--- start ENTRIES PROVIDED ---

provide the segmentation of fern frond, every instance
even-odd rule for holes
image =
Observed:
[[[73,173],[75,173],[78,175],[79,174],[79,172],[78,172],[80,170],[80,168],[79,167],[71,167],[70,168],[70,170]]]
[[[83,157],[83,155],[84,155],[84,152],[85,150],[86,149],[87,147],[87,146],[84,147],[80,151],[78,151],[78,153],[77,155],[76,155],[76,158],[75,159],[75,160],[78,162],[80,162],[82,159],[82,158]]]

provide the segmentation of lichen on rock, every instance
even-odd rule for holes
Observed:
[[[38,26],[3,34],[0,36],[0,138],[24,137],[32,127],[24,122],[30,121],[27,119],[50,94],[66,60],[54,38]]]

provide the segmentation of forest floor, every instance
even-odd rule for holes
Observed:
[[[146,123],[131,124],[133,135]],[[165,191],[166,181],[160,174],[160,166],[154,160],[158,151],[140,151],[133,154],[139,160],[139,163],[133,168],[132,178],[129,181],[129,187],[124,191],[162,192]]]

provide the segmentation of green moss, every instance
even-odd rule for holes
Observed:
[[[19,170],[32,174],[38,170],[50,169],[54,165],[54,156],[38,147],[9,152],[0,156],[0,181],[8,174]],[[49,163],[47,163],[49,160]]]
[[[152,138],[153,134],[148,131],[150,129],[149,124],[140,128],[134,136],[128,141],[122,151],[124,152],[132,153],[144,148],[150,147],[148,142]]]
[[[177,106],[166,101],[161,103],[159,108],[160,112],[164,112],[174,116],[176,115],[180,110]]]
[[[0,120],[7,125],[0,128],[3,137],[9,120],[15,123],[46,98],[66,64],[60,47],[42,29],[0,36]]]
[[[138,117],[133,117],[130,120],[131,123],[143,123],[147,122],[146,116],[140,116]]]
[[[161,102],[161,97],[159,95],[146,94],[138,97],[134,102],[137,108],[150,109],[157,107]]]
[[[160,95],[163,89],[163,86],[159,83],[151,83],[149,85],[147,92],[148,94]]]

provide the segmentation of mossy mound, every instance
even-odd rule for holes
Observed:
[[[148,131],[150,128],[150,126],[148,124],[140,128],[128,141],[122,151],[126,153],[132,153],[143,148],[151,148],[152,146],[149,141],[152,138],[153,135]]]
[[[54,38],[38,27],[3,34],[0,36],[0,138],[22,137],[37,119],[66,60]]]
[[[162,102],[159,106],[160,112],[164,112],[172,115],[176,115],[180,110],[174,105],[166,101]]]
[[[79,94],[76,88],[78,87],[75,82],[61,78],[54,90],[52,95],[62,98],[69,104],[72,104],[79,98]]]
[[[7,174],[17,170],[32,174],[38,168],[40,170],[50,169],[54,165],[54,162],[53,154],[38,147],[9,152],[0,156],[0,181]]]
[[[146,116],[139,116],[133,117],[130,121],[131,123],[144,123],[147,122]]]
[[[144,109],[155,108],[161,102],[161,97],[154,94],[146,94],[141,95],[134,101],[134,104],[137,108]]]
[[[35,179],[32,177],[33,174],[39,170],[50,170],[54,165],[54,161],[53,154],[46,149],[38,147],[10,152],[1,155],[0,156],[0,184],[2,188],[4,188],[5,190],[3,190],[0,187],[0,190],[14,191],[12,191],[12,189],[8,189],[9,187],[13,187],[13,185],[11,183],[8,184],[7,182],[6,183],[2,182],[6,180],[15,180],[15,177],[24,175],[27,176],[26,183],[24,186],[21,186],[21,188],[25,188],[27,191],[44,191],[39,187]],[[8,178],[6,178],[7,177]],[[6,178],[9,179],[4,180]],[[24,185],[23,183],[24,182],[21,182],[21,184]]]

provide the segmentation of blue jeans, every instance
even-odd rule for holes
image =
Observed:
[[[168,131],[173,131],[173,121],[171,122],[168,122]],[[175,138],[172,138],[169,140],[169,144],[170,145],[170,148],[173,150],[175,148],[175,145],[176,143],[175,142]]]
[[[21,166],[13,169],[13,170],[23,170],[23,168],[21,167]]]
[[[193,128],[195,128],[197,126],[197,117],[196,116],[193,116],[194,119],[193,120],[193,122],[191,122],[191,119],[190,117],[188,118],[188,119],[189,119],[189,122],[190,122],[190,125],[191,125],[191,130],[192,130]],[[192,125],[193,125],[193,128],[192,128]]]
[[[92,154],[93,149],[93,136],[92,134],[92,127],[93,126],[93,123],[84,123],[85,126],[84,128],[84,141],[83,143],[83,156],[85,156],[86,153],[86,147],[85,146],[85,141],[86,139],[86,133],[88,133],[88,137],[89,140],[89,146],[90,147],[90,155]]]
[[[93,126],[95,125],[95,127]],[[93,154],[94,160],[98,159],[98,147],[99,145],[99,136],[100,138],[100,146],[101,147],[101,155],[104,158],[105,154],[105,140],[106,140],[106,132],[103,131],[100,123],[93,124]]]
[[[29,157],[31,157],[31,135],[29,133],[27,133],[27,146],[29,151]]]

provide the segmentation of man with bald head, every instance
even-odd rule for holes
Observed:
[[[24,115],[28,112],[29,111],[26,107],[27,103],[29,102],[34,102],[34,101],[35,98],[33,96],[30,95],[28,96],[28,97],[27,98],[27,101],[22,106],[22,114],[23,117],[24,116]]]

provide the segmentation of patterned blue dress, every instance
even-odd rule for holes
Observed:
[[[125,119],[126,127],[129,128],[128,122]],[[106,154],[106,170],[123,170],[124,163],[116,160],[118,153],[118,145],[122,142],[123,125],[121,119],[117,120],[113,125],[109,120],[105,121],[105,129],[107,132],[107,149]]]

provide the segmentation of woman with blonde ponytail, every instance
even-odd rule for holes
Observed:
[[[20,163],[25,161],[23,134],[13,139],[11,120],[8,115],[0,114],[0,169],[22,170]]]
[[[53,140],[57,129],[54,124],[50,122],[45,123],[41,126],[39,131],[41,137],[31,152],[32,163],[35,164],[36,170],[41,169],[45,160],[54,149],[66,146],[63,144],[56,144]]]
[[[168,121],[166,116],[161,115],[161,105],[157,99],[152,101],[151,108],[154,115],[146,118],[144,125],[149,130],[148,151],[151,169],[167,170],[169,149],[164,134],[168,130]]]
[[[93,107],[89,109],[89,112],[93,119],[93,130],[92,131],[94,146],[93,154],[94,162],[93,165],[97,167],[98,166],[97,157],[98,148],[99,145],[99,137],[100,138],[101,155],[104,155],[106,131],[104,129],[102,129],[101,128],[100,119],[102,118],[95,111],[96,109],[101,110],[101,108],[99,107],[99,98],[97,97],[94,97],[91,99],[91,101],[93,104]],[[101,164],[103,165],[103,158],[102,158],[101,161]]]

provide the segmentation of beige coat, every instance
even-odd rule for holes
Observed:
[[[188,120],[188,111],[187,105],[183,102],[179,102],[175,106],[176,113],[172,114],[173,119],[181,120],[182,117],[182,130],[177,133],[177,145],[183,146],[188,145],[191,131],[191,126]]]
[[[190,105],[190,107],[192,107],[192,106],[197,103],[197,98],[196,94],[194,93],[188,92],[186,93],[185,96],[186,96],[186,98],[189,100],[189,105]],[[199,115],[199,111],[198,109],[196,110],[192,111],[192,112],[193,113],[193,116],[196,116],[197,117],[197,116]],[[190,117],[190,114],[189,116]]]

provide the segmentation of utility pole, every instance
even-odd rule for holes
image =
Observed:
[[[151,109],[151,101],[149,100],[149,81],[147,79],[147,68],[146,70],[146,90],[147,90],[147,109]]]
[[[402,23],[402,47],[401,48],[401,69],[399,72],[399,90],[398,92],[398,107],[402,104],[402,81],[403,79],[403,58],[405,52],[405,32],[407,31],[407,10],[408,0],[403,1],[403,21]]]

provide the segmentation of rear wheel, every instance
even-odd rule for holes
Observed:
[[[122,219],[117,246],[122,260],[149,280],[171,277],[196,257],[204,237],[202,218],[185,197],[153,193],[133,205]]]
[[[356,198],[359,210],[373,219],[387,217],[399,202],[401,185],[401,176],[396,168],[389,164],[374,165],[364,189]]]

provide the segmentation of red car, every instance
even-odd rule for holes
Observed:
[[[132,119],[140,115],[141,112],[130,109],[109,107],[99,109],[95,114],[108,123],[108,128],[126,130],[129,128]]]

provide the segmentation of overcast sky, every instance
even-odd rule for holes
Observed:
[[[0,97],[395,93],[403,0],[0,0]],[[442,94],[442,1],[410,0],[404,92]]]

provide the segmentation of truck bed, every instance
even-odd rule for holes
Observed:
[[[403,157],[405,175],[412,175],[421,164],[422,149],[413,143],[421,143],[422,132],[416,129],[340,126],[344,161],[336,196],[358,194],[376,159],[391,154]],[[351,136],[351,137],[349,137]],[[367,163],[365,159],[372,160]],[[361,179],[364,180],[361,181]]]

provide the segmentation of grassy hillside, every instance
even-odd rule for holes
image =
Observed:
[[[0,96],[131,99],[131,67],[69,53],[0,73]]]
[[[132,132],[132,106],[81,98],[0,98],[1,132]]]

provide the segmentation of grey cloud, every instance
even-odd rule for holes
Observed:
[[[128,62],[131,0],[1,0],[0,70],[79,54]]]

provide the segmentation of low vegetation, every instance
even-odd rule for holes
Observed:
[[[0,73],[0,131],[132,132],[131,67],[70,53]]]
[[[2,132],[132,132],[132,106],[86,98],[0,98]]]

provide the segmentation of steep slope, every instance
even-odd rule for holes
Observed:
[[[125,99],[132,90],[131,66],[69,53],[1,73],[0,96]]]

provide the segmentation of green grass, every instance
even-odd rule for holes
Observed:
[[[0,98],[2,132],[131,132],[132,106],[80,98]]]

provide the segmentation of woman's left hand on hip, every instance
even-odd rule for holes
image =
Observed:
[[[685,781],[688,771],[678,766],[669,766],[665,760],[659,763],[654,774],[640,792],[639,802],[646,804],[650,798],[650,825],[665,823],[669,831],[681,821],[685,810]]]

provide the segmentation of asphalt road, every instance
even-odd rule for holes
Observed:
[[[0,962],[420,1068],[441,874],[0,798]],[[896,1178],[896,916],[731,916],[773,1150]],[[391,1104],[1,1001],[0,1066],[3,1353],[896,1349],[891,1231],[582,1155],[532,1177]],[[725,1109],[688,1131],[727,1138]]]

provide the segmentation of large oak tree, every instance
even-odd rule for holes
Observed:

--- end ENTRIES PROVIDED ---

:: DIRECTIONS ::
Reproduce verbatim the lines of the data from the one containing "provide the segmentation of asphalt" through the end of the data, both ends included.

:: SOLUTION BELOW ::
provide the segmentation of asphalt road, every instance
even-odd rule for holes
Observed:
[[[0,962],[420,1068],[441,874],[0,798]],[[896,1178],[896,916],[731,916],[773,1150]],[[391,1104],[1,1001],[0,1066],[3,1353],[896,1349],[891,1231],[582,1155],[532,1177]],[[725,1109],[688,1131],[727,1138]]]

provide the segmentation of large oak tree, every instance
even-odd rule for holes
Observed:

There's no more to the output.